▶ [TEXT SHOWN]
* START *

# Newbie on Board, red alert! I will need some friendly help!



## Strat Builder (Mar 28, 2005)

Hello Gentlemen, thank you for allowing me to post on your board. Just a couple of quick introductions, skip this paragraph if you don't care  I was a pretty shoddy carpenter until my late 20s at which point I learned patience and became decent. Today I am 38 and have become serious about making some nice stuff. I have accumulated lots of tools over the years, built some awesome picture frames as gifts and etc. blah blah blah. I generally have made boxes, boxes inside boxes, crown molding trim work, ugly dog houses, structural carpentry, and some decent hand carvings. Today I need you because I have a new goal for a part time living.

I have recently begun building a small end table of oak/slate to match a set we bought when we furnished our new house and a friend has offered a nice commission for building a show quality saddle rack. (Table): After building a rough knockout from studs and left over slate from the previous owner I was actually quite impressed, but my joints stink. I went and bought a carbide bit (14 degree Bosch dovetail) but have not bought a jig yet. I have several routers, each 1.5 hp running around 24,000 rpm. I have been considering just making finger joints with my table saw, but have never done that either. Templates, templates, templates? 

So here are my questions: 

1) I see a Rand dovetail jig on ebay for about $30 made of aluminum and used Craftsmen for less than $50. When using a 2x4 piece of wood, there is no problem cutting the half blind dovetail, correct? Half blind means it doesn't go all the way through? (forgive my newbieness to this). What are the drawbacks and if you were going to join a 2x4 in a square, how would you do it? Finger joints on a table saw look reasonably easy if the proper jig were employed? I get tired-head from the endless stuff I need to make one cut and I need the easy step by step instruction of the brainless newbie. 

2) I want to route a star inside a circle (route the circle, leave the star raised) and don't have the metal working material to cut the jig. Is there a source for things like this? 

3) Do the bushings in the kit from Home Depot do the job on jigs with the router? Is (Rockler) or somewhere else a better place to get these types of tools? The home centers just don't offer a lot of options. Plastic and routers have never been a good combination in my life.

I have so many questions, but from reading the things posted here, you guys sound like really nice folks with the same passion for creating beautiful things that I have. Thanks again for letting me post!

Trav


----------



## reible (Sep 10, 2004)

As soon as you join it's your forum too. Welcome!

question 1) I personal have never seen dovetails cut with at router done on 2 x 4's I guess I'd have to see what your are building and how to say if that is something that makes sense. Joints are done for strength and looks so you end up with a lot of options in doing them.... antique stores are a good place to look at tables or chairs or what ever to see how they were made and how well they held up the last hundred years or so..... also good books on joint making at the library or book stores will give you somemore ideas.

* END *

▶ [WRITTEN INSTRUCTION A]
In the woodworking thread, what things does Strat Builder say he has "generally made"? List them all.
▶ [WRITTEN INSTRUCTION B]
Rewrite everything in the woodworking thread from "1) I see a Rand" down to "things like this?", changing "2x4" to "2x6".
▶ [WRITTEN INSTRUCTION C]
According to the woodworking thread, which router bit did Strat Builder buy?
The entries have no connection to the woodworking thread.

▶ [PROVIDED RECORDS]
* START *

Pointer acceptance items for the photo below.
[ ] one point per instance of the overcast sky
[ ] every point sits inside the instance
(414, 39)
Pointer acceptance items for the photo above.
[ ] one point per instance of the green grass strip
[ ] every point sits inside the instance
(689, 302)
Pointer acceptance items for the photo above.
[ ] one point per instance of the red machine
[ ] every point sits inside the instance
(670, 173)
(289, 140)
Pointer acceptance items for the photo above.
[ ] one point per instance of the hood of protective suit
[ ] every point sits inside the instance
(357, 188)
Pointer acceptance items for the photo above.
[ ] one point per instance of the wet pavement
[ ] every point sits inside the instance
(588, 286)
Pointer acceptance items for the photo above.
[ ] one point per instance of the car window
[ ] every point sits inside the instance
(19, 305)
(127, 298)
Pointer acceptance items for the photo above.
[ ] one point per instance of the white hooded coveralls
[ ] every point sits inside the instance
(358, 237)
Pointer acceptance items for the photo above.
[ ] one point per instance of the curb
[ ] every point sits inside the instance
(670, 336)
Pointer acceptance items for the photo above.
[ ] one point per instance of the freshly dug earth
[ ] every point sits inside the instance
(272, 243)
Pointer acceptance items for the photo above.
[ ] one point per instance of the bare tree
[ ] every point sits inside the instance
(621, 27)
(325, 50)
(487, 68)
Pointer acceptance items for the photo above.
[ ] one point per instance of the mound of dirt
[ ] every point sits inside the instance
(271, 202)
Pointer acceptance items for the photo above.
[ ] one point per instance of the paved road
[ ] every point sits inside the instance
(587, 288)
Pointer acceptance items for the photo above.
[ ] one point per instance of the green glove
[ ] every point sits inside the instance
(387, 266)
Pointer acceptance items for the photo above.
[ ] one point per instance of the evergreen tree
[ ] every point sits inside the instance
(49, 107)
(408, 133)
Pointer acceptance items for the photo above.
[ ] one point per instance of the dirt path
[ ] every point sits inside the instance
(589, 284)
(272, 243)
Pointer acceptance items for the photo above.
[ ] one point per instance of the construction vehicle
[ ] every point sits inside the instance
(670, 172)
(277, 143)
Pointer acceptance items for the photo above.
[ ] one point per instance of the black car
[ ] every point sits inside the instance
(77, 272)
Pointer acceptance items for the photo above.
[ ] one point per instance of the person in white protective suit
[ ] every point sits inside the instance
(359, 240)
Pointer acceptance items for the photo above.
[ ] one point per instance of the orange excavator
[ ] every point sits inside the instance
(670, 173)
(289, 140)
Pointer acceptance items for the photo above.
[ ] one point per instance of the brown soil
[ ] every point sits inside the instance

* END *
* START *

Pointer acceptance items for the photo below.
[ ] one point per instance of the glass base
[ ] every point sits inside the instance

* END *

▶ [TASK RESPONSE A]
Boxes, boxes inside boxes, crown molding trim work, ugly dog houses, structural carpentry, and some decent hand carvings.

▶ [TASK RESPONSE B]
1) I see a Rand dovetail jig on ebay for about $30 made of aluminum and used Craftsmen for less than $50. When using a 2x6 piece of wood, there is no problem cutting the half blind dovetail, correct? Half blind means it doesn't go all the way through? (forgive my newbieness to this). What are the drawbacks and if you were going to join a 2x6 in a square, how would you do it? Finger joints on a table saw look reasonably easy if the proper jig were employed? I get tired-head from the endless stuff I need to make one cut and I need the easy step by step instruction of the brainless newbie. 

2) I want to route a star inside a circle (route the circle, leave the star raised) and don't have the metal working material to cut the jig. Is there a source for things like this?

▶ [TASK RESPONSE C]
A carbide 14 degree Bosch dovetail bit.